## WHAT TO WORK ON:
Return everything from the line containing "the elephant trunk." down to the end of the material, unchanged, and nothing else.

===

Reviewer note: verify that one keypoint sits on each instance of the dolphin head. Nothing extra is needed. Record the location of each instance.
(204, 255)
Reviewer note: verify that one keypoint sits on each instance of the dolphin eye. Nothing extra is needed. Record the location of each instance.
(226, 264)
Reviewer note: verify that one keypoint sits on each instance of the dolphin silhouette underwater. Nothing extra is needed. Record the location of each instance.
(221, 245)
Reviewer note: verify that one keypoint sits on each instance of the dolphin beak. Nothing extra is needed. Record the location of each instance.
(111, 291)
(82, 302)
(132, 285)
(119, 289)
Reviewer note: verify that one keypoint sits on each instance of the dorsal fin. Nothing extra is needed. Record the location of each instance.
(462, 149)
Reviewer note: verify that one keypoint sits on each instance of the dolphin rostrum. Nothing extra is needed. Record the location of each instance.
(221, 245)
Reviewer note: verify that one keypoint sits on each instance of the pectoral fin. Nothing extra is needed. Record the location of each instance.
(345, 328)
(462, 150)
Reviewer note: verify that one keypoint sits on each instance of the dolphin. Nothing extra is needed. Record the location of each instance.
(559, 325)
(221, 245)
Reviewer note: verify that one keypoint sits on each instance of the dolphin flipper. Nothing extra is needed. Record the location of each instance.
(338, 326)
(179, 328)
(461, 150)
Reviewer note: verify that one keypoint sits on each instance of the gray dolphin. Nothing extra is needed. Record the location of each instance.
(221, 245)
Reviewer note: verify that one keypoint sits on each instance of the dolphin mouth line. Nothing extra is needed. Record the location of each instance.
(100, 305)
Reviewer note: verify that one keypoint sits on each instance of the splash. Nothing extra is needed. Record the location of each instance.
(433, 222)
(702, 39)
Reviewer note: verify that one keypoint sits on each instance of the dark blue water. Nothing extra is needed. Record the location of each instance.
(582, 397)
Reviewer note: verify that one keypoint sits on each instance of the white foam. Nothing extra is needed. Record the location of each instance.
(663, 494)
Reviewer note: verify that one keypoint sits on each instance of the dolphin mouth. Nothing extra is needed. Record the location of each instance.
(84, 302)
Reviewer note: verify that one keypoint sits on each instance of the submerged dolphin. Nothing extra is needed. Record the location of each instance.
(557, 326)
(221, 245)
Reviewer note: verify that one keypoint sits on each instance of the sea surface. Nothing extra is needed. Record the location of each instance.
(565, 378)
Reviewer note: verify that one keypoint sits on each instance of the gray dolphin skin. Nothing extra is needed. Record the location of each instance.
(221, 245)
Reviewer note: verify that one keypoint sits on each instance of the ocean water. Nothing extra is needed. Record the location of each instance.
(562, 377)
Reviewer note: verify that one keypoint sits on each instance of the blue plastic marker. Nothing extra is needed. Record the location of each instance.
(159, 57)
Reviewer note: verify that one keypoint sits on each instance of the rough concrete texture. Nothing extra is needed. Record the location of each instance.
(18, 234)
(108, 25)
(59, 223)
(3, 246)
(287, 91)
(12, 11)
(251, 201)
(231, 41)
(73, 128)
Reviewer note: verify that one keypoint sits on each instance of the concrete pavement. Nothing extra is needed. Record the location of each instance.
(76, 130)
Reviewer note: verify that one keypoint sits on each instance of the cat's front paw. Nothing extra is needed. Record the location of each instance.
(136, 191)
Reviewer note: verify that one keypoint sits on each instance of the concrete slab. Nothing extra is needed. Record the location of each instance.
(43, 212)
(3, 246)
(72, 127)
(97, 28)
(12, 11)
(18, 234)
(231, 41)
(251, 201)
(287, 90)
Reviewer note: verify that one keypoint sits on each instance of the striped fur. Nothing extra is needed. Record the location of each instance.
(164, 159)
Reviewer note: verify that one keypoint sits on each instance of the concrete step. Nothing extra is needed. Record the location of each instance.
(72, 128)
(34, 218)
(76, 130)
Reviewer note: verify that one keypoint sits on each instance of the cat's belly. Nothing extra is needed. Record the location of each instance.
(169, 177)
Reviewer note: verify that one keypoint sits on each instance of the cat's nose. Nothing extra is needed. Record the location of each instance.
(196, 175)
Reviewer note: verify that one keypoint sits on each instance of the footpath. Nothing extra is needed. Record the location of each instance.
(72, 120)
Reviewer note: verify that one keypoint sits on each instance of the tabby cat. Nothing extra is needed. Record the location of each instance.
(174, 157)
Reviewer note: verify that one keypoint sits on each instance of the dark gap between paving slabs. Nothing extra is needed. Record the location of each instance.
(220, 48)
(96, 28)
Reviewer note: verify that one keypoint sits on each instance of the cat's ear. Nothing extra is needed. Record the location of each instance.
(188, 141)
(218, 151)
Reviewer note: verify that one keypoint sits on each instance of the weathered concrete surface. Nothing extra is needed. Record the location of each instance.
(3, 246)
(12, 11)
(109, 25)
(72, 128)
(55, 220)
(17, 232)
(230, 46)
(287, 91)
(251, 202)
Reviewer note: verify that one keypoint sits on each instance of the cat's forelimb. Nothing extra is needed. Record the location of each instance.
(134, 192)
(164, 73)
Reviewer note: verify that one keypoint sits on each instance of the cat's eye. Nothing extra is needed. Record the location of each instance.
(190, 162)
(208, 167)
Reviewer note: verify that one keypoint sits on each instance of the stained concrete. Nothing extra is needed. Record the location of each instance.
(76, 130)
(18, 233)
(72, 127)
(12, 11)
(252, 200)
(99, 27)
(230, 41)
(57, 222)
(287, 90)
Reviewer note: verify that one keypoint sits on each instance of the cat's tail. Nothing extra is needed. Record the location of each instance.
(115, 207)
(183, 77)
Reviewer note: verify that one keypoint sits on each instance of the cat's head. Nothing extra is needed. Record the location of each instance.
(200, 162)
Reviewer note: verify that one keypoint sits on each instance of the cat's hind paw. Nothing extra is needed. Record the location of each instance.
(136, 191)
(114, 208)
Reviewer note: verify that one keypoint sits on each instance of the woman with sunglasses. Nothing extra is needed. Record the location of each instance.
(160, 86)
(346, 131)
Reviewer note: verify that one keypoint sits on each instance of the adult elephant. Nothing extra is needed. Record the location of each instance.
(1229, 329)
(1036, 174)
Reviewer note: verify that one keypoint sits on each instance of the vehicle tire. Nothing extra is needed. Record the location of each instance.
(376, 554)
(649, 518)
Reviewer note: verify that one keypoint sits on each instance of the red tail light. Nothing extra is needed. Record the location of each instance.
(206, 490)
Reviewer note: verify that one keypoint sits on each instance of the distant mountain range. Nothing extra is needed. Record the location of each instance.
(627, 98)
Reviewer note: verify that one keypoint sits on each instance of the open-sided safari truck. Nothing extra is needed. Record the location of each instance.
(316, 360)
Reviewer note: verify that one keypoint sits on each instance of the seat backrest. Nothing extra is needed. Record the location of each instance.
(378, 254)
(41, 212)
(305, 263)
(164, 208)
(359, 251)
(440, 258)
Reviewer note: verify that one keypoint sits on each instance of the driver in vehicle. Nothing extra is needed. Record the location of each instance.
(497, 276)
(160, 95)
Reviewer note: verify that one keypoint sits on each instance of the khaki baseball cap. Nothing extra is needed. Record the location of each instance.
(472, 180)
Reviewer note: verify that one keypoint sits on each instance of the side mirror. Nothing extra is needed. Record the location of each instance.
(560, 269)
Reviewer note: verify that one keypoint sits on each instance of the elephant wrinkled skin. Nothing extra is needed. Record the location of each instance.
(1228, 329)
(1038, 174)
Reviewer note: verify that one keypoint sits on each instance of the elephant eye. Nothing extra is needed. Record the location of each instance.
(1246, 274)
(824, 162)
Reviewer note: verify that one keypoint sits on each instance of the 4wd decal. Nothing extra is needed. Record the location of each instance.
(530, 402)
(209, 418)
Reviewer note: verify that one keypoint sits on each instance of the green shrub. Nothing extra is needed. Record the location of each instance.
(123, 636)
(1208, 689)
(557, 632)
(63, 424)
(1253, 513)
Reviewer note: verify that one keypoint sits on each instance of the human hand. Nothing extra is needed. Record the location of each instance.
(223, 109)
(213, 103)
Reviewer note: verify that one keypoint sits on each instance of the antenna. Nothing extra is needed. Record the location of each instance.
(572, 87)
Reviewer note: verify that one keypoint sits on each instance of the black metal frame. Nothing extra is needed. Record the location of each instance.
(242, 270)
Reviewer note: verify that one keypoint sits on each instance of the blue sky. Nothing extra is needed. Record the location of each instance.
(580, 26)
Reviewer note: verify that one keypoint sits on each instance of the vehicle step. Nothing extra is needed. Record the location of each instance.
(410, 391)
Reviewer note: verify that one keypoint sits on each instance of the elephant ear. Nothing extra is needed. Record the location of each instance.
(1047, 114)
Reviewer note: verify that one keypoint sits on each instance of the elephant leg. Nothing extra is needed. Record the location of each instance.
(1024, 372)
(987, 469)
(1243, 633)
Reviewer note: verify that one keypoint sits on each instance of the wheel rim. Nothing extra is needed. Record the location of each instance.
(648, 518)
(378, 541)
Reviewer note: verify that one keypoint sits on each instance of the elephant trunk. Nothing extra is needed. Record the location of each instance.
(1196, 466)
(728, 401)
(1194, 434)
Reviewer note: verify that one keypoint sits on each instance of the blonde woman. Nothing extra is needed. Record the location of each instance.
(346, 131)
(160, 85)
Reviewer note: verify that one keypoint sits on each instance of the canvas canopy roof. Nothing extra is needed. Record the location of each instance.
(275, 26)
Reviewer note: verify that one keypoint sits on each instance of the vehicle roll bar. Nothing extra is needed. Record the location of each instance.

===

## EXERCISE SOLUTION:
Reviewer note: verify that one keypoint sits on each instance of the elephant trunk. Nothing extra is needed. Record the location of each instance.
(1196, 466)
(728, 401)
(1194, 434)
Reviewer note: verify that one keypoint sits on each instance of the blonde woman. Nothing extra is needed. Record the location of each instance.
(346, 131)
(160, 85)
Reviewer note: verify that one keypoint sits on each instance of the canvas canopy roof. Nothing extra is needed. Record the location of each instance.
(275, 26)
Reviewer note: verify that one keypoint sits on each instance of the vehicle roll bar. Nothing extra is needed. Record the location of each instance.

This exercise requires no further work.